Data records

☆ ☆ ☆ ☆ ☆

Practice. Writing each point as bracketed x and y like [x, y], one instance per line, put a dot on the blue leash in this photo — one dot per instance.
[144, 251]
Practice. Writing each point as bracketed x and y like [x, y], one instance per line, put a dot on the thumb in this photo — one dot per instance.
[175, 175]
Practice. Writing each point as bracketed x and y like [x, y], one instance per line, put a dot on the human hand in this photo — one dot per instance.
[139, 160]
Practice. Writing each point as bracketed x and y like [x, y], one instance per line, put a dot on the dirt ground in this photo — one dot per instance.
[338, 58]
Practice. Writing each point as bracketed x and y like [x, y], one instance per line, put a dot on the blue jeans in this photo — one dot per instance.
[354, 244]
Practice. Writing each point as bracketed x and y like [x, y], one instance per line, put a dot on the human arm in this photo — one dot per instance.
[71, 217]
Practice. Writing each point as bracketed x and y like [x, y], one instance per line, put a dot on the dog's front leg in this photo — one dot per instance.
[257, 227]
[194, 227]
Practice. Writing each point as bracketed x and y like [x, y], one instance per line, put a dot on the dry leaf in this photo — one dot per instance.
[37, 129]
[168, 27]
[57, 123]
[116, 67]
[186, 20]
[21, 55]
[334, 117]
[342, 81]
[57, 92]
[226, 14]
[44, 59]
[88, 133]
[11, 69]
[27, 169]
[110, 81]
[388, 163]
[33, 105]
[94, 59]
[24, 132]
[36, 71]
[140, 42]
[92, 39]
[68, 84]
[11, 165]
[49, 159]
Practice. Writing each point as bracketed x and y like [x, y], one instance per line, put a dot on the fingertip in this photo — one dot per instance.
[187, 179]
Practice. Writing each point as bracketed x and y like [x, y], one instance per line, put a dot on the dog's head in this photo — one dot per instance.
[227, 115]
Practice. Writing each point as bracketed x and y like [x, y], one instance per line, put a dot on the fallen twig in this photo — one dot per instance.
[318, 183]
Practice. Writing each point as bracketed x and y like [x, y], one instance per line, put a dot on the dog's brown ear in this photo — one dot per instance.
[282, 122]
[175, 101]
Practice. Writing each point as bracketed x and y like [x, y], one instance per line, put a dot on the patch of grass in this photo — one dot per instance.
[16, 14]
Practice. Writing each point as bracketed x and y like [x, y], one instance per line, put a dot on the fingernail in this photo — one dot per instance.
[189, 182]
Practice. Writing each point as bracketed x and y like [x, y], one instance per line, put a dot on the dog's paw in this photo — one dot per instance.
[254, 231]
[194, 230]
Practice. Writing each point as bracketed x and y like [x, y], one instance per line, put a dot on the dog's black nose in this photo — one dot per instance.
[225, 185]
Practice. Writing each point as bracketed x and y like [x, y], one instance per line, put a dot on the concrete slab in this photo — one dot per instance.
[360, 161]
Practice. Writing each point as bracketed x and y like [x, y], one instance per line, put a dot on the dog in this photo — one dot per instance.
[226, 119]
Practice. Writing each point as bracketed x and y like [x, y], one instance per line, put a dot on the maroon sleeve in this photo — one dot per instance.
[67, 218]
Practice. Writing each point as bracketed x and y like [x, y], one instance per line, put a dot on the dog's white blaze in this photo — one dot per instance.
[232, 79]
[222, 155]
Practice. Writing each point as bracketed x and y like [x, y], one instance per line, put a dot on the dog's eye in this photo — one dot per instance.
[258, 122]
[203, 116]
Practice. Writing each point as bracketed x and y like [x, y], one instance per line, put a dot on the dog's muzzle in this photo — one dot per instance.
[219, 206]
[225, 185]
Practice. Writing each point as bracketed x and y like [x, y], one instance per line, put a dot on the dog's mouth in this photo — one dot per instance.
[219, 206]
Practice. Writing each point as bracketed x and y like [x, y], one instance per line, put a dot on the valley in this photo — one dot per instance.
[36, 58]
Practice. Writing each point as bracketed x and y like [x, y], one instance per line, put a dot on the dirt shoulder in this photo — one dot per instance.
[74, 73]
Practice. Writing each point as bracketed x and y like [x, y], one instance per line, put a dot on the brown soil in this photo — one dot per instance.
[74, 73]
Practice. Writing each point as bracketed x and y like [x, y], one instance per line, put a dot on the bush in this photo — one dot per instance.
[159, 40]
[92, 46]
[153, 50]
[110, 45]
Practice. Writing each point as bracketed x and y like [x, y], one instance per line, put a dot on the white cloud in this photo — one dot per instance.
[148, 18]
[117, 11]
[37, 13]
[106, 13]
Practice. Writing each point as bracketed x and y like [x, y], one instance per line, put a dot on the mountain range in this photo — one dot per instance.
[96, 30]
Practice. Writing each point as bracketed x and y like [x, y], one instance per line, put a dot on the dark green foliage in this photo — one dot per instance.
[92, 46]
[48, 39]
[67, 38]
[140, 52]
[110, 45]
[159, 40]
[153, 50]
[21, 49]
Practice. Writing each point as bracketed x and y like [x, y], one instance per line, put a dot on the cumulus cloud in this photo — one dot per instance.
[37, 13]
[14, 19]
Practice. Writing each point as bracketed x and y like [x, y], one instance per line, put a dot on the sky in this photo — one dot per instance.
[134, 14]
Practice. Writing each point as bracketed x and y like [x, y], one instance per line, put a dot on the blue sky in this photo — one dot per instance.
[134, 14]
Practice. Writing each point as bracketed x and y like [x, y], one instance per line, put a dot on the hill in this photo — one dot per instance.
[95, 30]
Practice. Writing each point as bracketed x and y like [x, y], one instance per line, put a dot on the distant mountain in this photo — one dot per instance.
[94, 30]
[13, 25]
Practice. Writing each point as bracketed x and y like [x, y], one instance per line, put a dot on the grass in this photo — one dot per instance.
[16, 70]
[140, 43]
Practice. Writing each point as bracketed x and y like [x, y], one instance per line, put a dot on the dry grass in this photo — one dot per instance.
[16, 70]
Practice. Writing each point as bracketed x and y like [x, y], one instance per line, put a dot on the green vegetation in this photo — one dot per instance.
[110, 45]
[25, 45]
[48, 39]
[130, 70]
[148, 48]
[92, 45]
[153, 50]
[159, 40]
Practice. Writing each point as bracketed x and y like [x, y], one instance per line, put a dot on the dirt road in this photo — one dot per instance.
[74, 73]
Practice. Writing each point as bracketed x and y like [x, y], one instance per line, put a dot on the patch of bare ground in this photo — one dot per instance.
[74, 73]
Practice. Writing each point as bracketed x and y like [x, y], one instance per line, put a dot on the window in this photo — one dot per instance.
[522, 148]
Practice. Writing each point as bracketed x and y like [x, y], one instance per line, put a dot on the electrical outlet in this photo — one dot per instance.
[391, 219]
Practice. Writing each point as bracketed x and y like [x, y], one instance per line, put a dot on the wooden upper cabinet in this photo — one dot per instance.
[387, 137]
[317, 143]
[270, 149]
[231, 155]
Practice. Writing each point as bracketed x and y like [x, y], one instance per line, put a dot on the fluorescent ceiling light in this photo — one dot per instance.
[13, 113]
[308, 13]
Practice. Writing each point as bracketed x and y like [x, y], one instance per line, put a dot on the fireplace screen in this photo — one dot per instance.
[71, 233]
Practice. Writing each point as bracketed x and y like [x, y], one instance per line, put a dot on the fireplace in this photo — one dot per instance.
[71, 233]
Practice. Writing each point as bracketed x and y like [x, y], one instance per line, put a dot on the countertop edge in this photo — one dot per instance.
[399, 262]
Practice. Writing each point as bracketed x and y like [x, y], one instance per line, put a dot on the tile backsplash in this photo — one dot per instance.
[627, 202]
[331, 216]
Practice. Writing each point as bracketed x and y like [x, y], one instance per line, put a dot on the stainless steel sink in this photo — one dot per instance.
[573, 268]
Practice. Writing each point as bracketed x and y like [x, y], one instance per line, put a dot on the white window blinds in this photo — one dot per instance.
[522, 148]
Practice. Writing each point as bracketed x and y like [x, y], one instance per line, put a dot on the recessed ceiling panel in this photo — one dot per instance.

☆ ☆ ☆ ☆ ☆

[REQUIRED WORK]
Each line above must be output exactly as it stands.

[SOLUTION FOR THIS TASK]
Practice. Writing each point as bracketed x and y like [x, y], one instance per line, put a dot on the blue leash in this photo — one dot per instance.
[144, 251]
Practice. Writing each point as bracketed x and y like [x, y], one instance per line, put a dot on the thumb in this photo — one dot per instance.
[175, 175]
Practice. Writing each point as bracketed x and y like [x, y], one instance per line, put a dot on the human hand in this photo — one dot per instance.
[139, 160]
Practice. Writing each point as bracketed x and y like [x, y], one instance per line, put a dot on the dirt ground in this photo — one dot per instance.
[338, 58]
Practice. Writing each point as bracketed x and y like [x, y], one instance per line, put a dot on the blue jeans in this photo — one dot per instance.
[354, 244]
Practice. Writing each point as bracketed x and y like [x, y], one instance per line, put a dot on the human arm in this photo — one dot per instance.
[71, 217]
Practice. Writing each point as bracketed x and y like [x, y], one instance per line, put a dot on the dog's front leg in this photo — one dot per instance.
[257, 227]
[194, 227]
Practice. Writing each point as bracketed x and y like [x, y], one instance per line, put a dot on the dry leaf in this photo — one dot per instance.
[37, 129]
[168, 27]
[57, 123]
[116, 67]
[186, 20]
[21, 55]
[334, 117]
[342, 81]
[57, 92]
[226, 14]
[44, 59]
[88, 133]
[11, 69]
[27, 169]
[110, 81]
[388, 163]
[33, 105]
[94, 59]
[24, 132]
[36, 71]
[140, 42]
[92, 39]
[68, 84]
[11, 165]
[49, 159]
Practice. Writing each point as bracketed x and y like [x, y], one instance per line, put a dot on the fingertip in this photo — one dot per instance.
[187, 179]
Practice. Writing each point as bracketed x and y like [x, y], one instance per line, put a dot on the dog's head in this photo — one dot per instance.
[227, 115]
Practice. Writing each point as bracketed x and y like [x, y], one instance per line, put a dot on the fallen twig in this photo — one dot per instance.
[318, 183]
Practice. Writing each point as bracketed x and y like [x, y], one instance per line, put a dot on the dog's brown ear in this photo — one dot per instance.
[282, 122]
[175, 101]
Practice. Writing each point as bracketed x and y like [x, y], one instance per line, put a dot on the patch of grass in this photo — one dot per instance.
[16, 14]
Practice. Writing each point as bracketed x and y like [x, y], one instance per line, put a dot on the fingernail in this photo — one dot per instance.
[189, 182]
Practice. Writing each point as bracketed x and y like [x, y], one instance per line, put a dot on the dog's paw in this photo — one dot per instance.
[254, 231]
[194, 230]
Practice. Writing each point as bracketed x and y like [x, y], one instance per line, put a dot on the dog's black nose in this photo — one dot per instance.
[225, 185]
Practice. Writing each point as bracketed x and y like [x, y], one instance per line, put a dot on the concrete slab in this photo — one dot per instance.
[360, 161]
Practice. Writing each point as bracketed x and y like [x, y], one instance per line, put a dot on the dog in this photo — one dot per instance.
[226, 119]
Practice. Writing each point as bracketed x and y like [x, y], one instance per line, put a dot on the maroon sleeve in this photo — one dot per instance.
[67, 218]
Practice. Writing each point as bracketed x and y like [x, y], one instance per line, put a dot on the dog's white blaze in this photo — one dot per instance.
[232, 79]
[222, 155]
Practice. Writing each point as bracketed x and y like [x, y], one instance per line, put a dot on the dog's eye in this photo — one dot per instance.
[258, 122]
[203, 116]
Practice. Writing each point as bracketed x and y like [x, y], one instance per line, put a dot on the dog's muzzle in this photo — one dot per instance.
[219, 206]
[225, 185]
Practice. Writing each point as bracketed x and y like [x, y], one instance per line, put a dot on the dog's mouth in this photo — one dot per instance.
[219, 206]
Practice. Writing each point as bracketed x and y like [x, y], one instance per line, put a dot on the valley in this photo — one dot per instance.
[36, 58]
Practice. Writing each point as bracketed x and y like [x, y], one instance per line, put a dot on the dirt shoulder in this photo — one dot per instance.
[74, 73]
Practice. Writing each point as bracketed x and y like [x, y], one instance per line, put a dot on the brown soil in this photo — one dot per instance.
[74, 73]
Practice. Writing each point as bracketed x and y like [x, y], one instance per line, put a dot on the bush in this photo — one dot per instance.
[159, 40]
[92, 46]
[153, 50]
[110, 45]
Practice. Writing each point as bracketed x and y like [x, y], one instance per line, put a dot on the white cloud in this photo — one dot per instance.
[148, 18]
[117, 11]
[37, 13]
[106, 13]
Practice. Writing each point as bracketed x and y like [x, y], one instance per line, put a dot on the mountain range in this photo — one dot per instance.
[96, 30]
Practice. Writing each point as bracketed x and y like [x, y], one instance per line, put a dot on the dark green foliage in this photo — one dot per instance.
[92, 46]
[48, 39]
[67, 38]
[140, 52]
[110, 45]
[159, 40]
[153, 50]
[21, 49]
Practice. Writing each point as bracketed x and y like [x, y], one instance per line, put a dot on the cumulus cloud in this photo — one dot per instance.
[37, 13]
[14, 19]
Practice. Writing each point as bracketed x and y like [x, y], one instance per line, put a dot on the sky in this photo — one dot per instance.
[134, 14]
Practice. Writing each point as bracketed x and y like [x, y], one instance per line, put a dot on the blue sky in this photo — one dot per instance.
[134, 14]
Practice. Writing each point as bracketed x and y like [x, y], one instance per line, put a dot on the hill in this photo — one dot per instance.
[95, 30]
Practice. Writing each point as bracketed x and y like [x, y], one instance per line, put a dot on the distant mountain in this photo — one dot per instance.
[94, 30]
[13, 25]
Practice. Writing each point as bracketed x and y like [x, y], one instance per line, put a dot on the grass in this photo — one dot per instance.
[16, 70]
[140, 43]
Practice. Writing each point as bracketed x and y like [x, y], one instance per line, put a dot on the dry grass in this photo — one dot per instance.
[16, 70]
Practice. Writing each point as bracketed x and y like [x, y], one instance per line, put a dot on the green vegetation in this photo — one dot per instance.
[110, 45]
[25, 45]
[48, 39]
[130, 70]
[148, 48]
[92, 45]
[153, 50]
[159, 40]
Practice. Writing each point as bracketed x and y like [x, y], one instance per line, put a dot on the dirt road in this photo — one dot per instance.
[74, 73]
Practice. Writing each point as bracketed x and y like [x, y], one instance per line, put a dot on the patch of bare ground in this photo — one dot per instance.
[74, 73]
Practice. Writing each point as bracketed x and y like [x, y], one instance per line, put a dot on the window in this photo — one dot per instance.
[522, 148]
Practice. Writing each point as bracketed x and y like [x, y], one instance per line, put a dot on the electrical outlet in this photo — one dot per instance.
[391, 219]
Practice. Writing each point as bracketed x and y like [x, y], one instance per line, put a dot on the wooden upper cabinet in this photo — one dot per instance.
[387, 137]
[317, 143]
[270, 149]
[231, 155]
Practice. Writing each point as bracketed x and y like [x, y], one instance per line, put a dot on the fluorescent ceiling light in this photo — one dot per instance.
[13, 113]
[308, 13]
Practice. Writing each point as bracketed x and y like [x, y], one instance per line, put a dot on the fireplace screen in this photo — one dot per instance.
[71, 233]
Practice. Writing each point as bracketed x and y like [x, y], one instance per line, put a dot on the fireplace in this photo — one dot per instance.
[71, 233]
Practice. Writing each point as bracketed x and y like [x, y], one instance per line, put a dot on the countertop edge in this photo — one dot per instance.
[399, 262]
Practice. Writing each point as bracketed x and y like [x, y], one instance per line, put a dot on the tile backsplash in this photo — one dot per instance.
[627, 202]
[331, 216]
Practice. Writing each point as bracketed x and y like [x, y], one instance per line, put a dot on the stainless steel sink in this photo — one dot per instance.
[573, 268]
Practice. Writing each point as bracketed x and y like [x, y], one instance per line, put a dot on the white window blinds in this photo — one dot per instance.
[522, 148]
Practice. Writing each point as bracketed x and y like [x, y], one instance per line, put a dot on the recessed ceiling panel in this photo — one dot per instance.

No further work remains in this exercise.